**Work request:** Among the entries that follow, find every line with the word "below" and list it.

**Entries provided:**
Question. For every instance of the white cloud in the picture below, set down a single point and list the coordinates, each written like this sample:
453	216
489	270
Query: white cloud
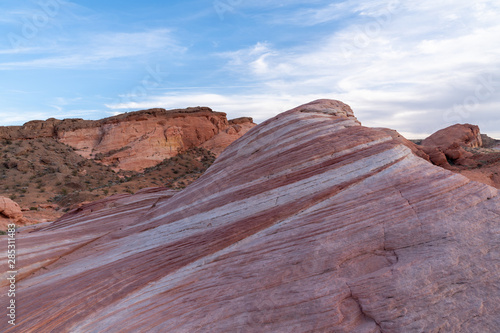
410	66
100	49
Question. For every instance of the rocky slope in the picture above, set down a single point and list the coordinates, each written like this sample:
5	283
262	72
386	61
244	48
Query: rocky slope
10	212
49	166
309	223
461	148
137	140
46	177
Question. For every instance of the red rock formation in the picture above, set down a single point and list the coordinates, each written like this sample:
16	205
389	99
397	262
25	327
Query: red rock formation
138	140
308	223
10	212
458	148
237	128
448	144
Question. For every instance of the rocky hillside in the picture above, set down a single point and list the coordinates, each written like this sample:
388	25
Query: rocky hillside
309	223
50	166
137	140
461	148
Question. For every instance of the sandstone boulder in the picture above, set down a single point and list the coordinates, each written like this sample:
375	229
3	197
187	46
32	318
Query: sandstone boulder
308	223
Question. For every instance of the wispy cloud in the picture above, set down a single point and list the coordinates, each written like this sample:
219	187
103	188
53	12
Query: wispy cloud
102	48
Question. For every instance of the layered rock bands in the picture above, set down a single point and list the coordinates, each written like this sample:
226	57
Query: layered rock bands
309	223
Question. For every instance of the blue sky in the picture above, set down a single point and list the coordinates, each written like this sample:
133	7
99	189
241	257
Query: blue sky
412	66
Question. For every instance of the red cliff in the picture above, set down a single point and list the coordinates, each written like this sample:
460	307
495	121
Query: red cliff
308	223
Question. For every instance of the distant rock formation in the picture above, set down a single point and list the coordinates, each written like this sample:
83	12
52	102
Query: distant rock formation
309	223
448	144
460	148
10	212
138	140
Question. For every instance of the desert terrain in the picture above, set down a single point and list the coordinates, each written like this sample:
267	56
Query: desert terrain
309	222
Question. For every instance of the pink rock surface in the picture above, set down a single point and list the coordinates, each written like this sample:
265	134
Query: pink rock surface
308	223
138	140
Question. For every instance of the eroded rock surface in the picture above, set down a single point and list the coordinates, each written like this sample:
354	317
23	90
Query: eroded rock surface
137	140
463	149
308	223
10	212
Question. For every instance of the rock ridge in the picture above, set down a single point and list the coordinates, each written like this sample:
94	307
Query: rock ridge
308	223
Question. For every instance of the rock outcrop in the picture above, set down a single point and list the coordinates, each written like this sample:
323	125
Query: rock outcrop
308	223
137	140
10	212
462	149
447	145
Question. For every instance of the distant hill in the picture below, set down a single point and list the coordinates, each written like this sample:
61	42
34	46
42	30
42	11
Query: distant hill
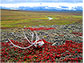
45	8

==

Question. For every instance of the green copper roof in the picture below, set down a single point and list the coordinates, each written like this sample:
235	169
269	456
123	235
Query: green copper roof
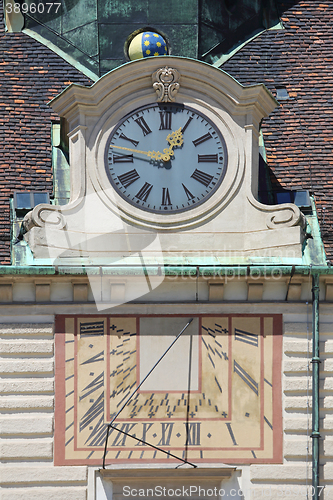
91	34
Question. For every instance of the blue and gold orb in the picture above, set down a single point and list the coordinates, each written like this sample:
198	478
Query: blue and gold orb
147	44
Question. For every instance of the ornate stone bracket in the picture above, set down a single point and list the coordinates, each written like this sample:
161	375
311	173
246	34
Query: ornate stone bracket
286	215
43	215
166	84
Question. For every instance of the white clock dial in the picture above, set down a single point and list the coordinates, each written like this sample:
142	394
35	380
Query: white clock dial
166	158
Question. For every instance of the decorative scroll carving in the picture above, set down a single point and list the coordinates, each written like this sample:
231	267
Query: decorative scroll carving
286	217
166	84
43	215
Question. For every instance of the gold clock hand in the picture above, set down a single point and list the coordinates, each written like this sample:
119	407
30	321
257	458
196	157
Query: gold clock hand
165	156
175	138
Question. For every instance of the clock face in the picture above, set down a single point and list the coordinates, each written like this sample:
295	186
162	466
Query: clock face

---

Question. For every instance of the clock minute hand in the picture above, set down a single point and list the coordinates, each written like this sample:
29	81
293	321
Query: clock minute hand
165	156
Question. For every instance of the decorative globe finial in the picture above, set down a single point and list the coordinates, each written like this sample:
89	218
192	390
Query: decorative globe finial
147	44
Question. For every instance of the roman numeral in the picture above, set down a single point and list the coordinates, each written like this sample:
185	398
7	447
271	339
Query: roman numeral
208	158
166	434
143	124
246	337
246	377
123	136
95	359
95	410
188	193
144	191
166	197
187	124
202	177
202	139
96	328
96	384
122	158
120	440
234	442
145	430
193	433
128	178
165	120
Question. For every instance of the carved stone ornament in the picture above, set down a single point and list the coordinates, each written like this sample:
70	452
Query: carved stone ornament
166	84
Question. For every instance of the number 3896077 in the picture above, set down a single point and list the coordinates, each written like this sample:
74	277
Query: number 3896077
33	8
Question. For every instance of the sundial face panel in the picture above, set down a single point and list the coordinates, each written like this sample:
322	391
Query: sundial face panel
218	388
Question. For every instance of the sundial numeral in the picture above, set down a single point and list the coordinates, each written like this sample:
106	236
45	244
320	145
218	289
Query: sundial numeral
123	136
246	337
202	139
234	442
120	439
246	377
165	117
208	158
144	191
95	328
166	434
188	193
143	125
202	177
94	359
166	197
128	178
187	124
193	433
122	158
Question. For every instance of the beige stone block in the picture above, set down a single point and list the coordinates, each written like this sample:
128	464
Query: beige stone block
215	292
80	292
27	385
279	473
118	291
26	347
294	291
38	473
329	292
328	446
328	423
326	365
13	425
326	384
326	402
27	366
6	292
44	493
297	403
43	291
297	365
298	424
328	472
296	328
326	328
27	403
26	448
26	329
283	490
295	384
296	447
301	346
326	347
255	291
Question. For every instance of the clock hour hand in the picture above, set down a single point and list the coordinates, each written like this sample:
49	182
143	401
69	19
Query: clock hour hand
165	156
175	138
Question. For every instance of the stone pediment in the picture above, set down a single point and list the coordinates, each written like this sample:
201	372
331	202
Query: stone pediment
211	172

**Answer to this task:**
Question. For every instance of the white cloud in the picture below, set down a single point and list the coordinates, each written like this sample:
Question. For every instance of the distant hill in the picture below, set down a single point and list the coordinates, each written like this sample:
Question. For every instance of the green copper roof in the picture below, set down a single point and list the coordinates, each written like this sample:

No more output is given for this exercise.